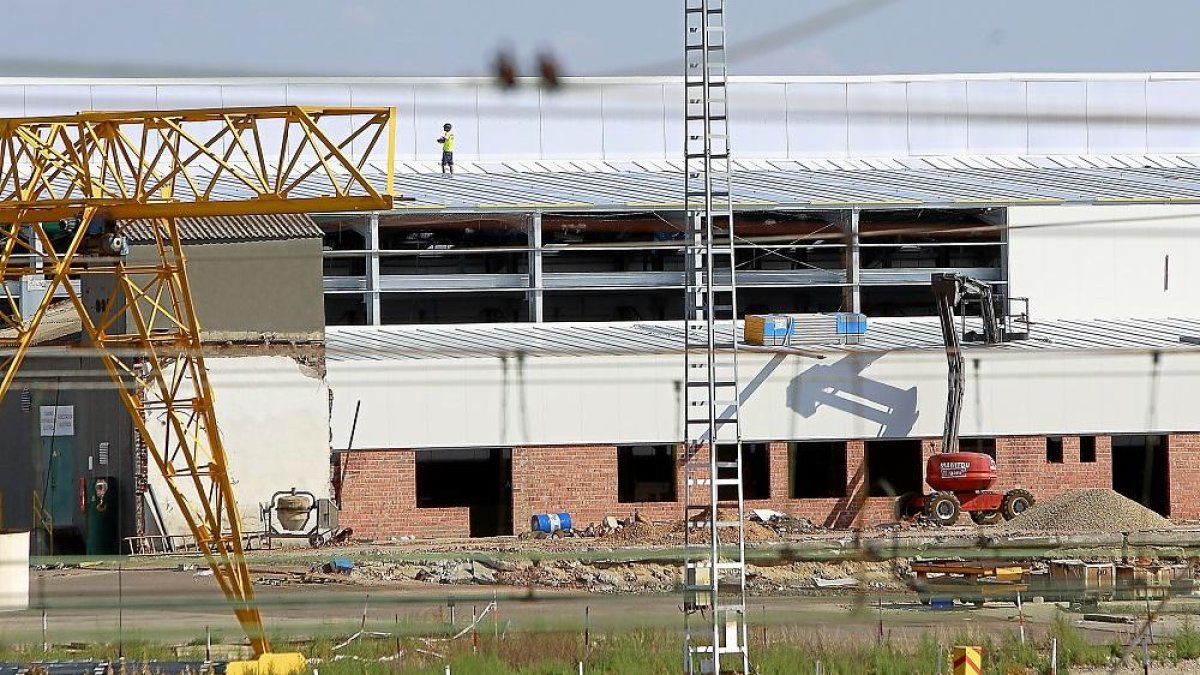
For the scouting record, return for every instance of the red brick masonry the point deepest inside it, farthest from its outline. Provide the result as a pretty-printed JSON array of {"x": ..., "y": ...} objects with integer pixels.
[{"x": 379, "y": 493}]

==

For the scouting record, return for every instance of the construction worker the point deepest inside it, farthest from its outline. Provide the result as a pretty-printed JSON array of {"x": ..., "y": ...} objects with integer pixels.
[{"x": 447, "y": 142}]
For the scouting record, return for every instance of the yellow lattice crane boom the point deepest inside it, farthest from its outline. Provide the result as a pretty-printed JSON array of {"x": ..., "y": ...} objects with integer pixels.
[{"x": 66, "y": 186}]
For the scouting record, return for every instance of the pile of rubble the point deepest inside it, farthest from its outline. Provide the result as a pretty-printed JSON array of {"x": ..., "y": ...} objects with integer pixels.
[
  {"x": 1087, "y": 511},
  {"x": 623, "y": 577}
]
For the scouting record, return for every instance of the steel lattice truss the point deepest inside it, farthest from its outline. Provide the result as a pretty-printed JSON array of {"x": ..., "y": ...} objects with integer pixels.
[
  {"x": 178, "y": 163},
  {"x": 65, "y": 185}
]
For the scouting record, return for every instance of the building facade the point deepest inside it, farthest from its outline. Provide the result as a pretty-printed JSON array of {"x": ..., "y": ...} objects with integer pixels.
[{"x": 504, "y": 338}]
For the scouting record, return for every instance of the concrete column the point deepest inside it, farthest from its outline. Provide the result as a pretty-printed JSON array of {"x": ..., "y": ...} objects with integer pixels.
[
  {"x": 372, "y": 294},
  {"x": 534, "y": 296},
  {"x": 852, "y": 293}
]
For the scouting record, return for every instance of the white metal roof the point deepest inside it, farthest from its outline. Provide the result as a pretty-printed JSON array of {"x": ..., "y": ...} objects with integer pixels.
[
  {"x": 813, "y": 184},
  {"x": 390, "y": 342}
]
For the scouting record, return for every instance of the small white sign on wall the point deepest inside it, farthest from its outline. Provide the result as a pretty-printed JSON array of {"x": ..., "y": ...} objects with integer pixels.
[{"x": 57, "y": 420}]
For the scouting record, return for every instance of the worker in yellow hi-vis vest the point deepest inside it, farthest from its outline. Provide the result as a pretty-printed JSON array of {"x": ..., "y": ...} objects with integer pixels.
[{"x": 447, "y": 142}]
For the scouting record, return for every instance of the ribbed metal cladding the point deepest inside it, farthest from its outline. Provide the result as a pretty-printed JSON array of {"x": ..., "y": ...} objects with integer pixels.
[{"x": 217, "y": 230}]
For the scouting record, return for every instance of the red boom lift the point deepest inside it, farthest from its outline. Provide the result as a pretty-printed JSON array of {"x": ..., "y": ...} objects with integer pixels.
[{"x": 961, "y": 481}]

## EXERCISE BRIEF
Extract every line of the items above that contains the word "lattice", copying each line in full.

## WRITTEN SOLUTION
For the scouting record, return for every instance of the yellow lattice crane boom the point deepest inside it, farthest from its outline. Provide the result as a pretty-printed JSON array of {"x": ..., "y": ...} objects with integer pixels.
For the scouting record, return for every instance of the steel lattice truss the point deepest inside it, farthest from its outline. Provide the result as a pretty-printed JSON array of {"x": ..., "y": ...} objects with integer pixels.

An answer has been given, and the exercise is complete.